▸ INPUT ROWS

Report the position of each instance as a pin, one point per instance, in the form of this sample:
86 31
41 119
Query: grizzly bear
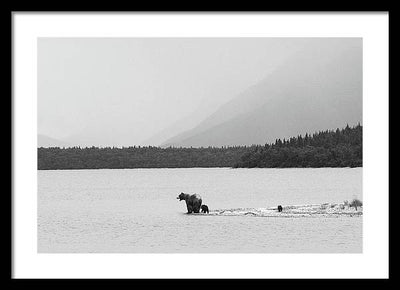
193 202
204 208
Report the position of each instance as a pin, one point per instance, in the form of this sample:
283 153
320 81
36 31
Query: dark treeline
337 148
137 157
340 148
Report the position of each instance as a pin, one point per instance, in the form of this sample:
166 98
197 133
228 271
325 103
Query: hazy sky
123 91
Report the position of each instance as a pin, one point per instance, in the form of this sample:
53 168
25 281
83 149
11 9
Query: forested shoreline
331 148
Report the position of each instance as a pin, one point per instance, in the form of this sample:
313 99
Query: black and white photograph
219 144
200 145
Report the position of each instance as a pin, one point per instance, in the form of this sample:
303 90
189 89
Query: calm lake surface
136 211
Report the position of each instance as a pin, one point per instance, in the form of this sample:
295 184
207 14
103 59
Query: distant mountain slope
317 88
46 141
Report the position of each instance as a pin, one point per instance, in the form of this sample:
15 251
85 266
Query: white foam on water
311 210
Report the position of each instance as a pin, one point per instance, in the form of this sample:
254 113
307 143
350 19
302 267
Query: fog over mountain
318 88
195 91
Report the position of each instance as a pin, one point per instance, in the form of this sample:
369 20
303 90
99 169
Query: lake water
136 211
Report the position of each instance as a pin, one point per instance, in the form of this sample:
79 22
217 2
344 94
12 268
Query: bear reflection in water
193 202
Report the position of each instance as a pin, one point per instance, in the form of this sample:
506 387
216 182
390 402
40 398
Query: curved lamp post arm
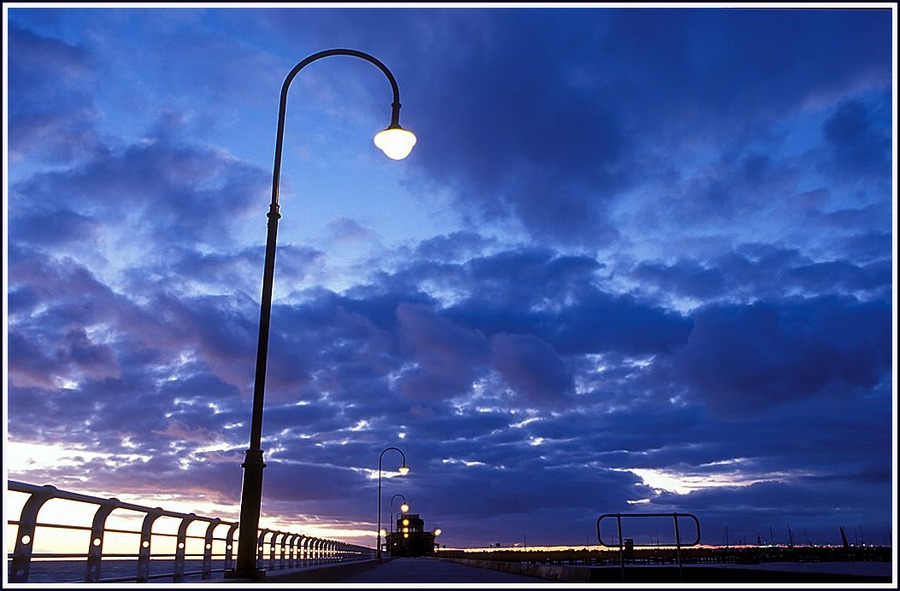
251 493
404 469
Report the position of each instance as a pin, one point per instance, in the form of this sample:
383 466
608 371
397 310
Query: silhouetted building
410 538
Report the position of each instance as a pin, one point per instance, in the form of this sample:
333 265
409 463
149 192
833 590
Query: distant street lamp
396 143
404 470
404 508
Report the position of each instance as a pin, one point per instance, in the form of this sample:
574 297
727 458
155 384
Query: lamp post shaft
251 492
378 533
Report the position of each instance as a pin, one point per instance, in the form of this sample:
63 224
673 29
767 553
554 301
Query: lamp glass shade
395 142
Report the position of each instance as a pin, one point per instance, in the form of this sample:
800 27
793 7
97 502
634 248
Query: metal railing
186 552
621 543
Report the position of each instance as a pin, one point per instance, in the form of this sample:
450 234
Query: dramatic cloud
640 259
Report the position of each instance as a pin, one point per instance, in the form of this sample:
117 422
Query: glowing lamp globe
395 142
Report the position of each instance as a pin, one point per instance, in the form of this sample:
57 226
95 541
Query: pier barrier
142 549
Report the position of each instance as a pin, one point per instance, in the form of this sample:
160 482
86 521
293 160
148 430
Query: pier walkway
432 570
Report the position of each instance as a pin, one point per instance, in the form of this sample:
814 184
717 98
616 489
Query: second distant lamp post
404 470
396 143
404 508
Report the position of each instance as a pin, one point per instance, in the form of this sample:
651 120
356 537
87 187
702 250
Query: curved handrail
215 548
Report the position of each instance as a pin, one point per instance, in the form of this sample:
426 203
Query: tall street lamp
396 142
404 470
404 508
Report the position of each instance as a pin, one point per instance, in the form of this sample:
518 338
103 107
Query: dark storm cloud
766 271
859 144
588 102
51 115
740 360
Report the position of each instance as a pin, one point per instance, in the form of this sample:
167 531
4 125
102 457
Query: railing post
21 562
95 549
260 547
229 547
181 548
143 574
208 547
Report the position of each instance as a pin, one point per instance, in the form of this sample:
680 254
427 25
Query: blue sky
639 260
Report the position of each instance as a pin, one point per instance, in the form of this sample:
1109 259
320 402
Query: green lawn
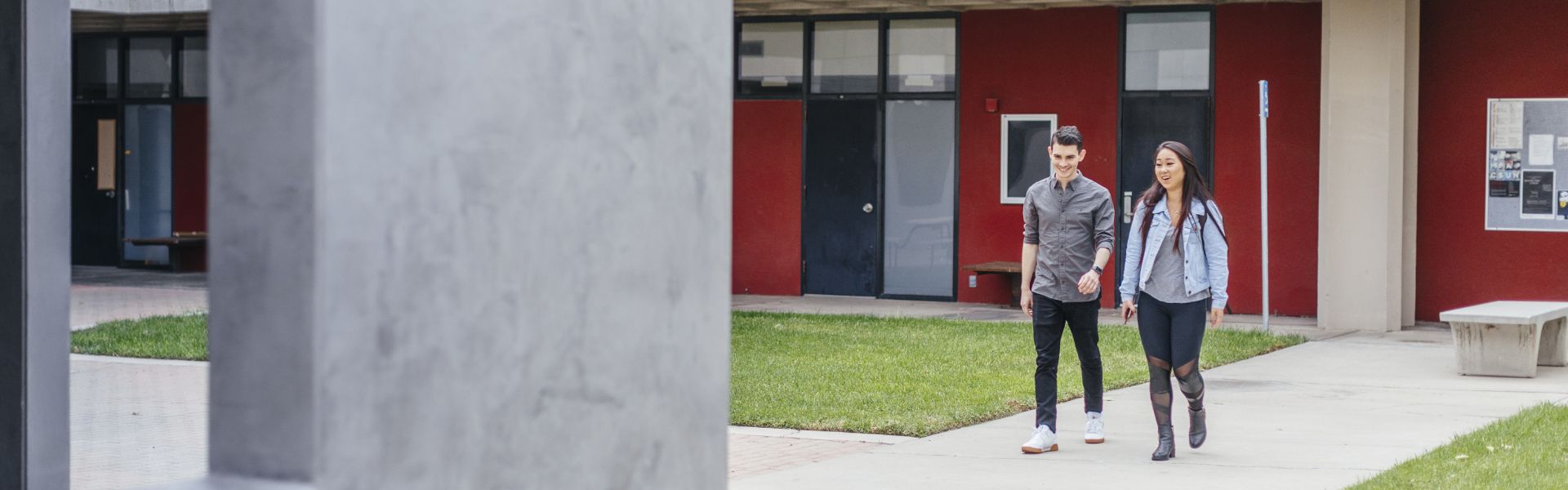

▸ TASK TO CARRY OUT
Pull out each line above that contains the word "mountain". Uppercase and lowercase letters count as different.

▸ RESPONSE
Query: distant mountain slope
Query: fog over mountain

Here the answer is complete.